Mondialement réputée pour ses montres, l'entreprise "Lip" connu une nouvelle renommée dans les années 70 suite aux nombreux conflits sociaux opposant les salariés à ses dirigeants.La situation financière s'étant gravement dégradée pendant les années 60, Lip se voit contrainte de déposer le bilan le 17 avril 1973. Les salariés décident alors de s'organiser pour sauver leur emploi et leur entreprise. Pour cela ils s'approprient les moyens de productions et les produits suivant ainsi leur slogan désormais célèbre : " C'est possible : on fabrique, on vend, on se paie ". Parfois à la limite de la clandestinité, ils organisent un véritable système d'autogestion soutenu par une grande partie de la population. C'est finalement après 329 jours de conflit que le travail reprend dans l'entreprise avec plus de 135 salariés à nouveau embauchés, signant au passage une victoire emblématique.

━━━━━━━━━━

_CONSIGNE 1_
Traduisez en anglais cette phrase de l'extrait sur l'entreprise Lip : « Les salariés décident alors de s'organiser pour sauver leur emploi et leur entreprise. »
_CONSIGNE 2_
Recopiez le passage de l'extrait sur Lip qui va de "Mondialement réputée pour" jusqu'à "une victoire emblématique." inclus.

_CONTENU DES DONNÉES_
━━━━━━━━━━

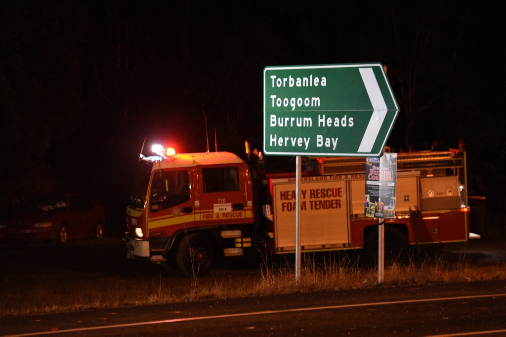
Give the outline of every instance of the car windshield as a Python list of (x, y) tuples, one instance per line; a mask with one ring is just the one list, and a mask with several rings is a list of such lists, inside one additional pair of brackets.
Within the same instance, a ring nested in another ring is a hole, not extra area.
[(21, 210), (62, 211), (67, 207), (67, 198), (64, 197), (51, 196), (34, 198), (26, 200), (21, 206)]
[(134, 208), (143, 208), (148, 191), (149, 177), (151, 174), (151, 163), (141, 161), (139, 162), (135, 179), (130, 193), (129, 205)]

━━━━━━━━━━

_RÉPONSE ATTENDUE 1_
The employees then decide to organize in order to save their jobs and their company.

_RÉPONSE ATTENDUE 2_
Mondialement réputée pour ses montres, l'entreprise "Lip" connu une nouvelle renommée dans les années 70 suite aux nombreux conflits sociaux opposant les salariés à ses dirigeants.La situation financière s'étant gravement dégradée pendant les années 60, Lip se voit contrainte de déposer le bilan le 17 avril 1973. Les salariés décident alors de s'organiser pour sauver leur emploi et leur entreprise. Pour cela ils s'approprient les moyens de productions et les produits suivant ainsi leur slogan désormais célèbre : " C'est possible : on fabrique, on vend, on se paie ". Parfois à la limite de la clandestinité, ils organisent un véritable système d'autogestion soutenu par une grande partie de la population. C'est finalement après 329 jours de conflit que le travail reprend dans l'entreprise avec plus de 135 salariés à nouveau embauchés, signant au passage une victoire emblématique.